Reproduce verbatim the lines of the material below, starting at the line that contains "Category: dense green forest" and ending at the line that contains "pixel 261 144", with both of those lines included.

**Record excerpts**
--- --- ---
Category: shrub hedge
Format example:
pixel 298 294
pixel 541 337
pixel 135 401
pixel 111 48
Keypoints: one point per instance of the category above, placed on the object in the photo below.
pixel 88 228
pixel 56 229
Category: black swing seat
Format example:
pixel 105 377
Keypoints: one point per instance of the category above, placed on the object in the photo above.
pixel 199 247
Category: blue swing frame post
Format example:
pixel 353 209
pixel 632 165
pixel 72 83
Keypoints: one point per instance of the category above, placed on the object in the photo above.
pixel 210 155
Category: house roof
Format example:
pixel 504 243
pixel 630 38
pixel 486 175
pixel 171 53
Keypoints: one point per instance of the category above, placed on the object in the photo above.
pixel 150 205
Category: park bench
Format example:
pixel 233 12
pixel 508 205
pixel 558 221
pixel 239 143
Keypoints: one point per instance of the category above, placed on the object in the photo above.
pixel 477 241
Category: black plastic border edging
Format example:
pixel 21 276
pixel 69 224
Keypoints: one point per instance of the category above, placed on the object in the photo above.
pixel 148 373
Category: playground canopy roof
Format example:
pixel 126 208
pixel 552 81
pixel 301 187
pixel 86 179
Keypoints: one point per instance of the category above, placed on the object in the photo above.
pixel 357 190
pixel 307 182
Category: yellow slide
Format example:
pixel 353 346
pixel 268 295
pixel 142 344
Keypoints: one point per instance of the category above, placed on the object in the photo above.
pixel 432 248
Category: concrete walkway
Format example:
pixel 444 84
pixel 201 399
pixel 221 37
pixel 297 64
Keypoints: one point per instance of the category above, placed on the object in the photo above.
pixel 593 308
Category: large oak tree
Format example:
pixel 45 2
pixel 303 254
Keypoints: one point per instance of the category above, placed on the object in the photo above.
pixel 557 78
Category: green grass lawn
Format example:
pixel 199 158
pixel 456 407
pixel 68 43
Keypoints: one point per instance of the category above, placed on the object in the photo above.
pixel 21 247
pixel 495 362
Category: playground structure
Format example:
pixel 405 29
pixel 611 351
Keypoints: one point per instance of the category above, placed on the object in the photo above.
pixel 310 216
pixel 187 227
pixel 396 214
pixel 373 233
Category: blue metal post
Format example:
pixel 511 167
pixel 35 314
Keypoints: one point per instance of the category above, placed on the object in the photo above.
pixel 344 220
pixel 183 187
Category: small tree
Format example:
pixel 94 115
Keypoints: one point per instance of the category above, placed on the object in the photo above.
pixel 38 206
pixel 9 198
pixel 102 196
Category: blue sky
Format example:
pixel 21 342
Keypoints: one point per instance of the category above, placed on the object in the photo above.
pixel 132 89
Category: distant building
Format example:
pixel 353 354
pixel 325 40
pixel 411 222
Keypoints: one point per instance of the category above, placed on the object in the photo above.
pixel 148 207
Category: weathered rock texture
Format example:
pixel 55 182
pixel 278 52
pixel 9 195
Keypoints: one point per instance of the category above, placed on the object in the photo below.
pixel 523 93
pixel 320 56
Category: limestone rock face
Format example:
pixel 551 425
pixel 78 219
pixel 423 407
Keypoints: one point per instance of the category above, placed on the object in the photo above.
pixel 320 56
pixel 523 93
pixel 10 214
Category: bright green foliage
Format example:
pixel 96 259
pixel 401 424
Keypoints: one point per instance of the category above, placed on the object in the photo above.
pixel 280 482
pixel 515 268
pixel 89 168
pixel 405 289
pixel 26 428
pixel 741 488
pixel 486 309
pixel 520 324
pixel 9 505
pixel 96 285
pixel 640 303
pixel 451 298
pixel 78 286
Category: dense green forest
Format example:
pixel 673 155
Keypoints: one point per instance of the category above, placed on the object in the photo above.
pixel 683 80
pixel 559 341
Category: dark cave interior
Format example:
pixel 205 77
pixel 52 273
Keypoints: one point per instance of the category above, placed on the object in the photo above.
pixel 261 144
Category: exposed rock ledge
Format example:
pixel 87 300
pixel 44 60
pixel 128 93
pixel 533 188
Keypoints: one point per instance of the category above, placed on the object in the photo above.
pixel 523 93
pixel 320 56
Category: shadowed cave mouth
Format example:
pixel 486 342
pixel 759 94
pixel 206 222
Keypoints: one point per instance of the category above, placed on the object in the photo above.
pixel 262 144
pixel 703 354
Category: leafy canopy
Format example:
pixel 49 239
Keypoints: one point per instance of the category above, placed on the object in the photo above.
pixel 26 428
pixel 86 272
--- --- ---
**Answer to this exercise**
Category: dense green forest
Format example:
pixel 673 155
Keypoints: one point per instance of the category above, placed on the object in the photo above.
pixel 683 80
pixel 559 341
Category: dark cave interior
Format example:
pixel 205 77
pixel 52 273
Keypoints: one point per instance of the category above, placed on the object in the photo above.
pixel 261 144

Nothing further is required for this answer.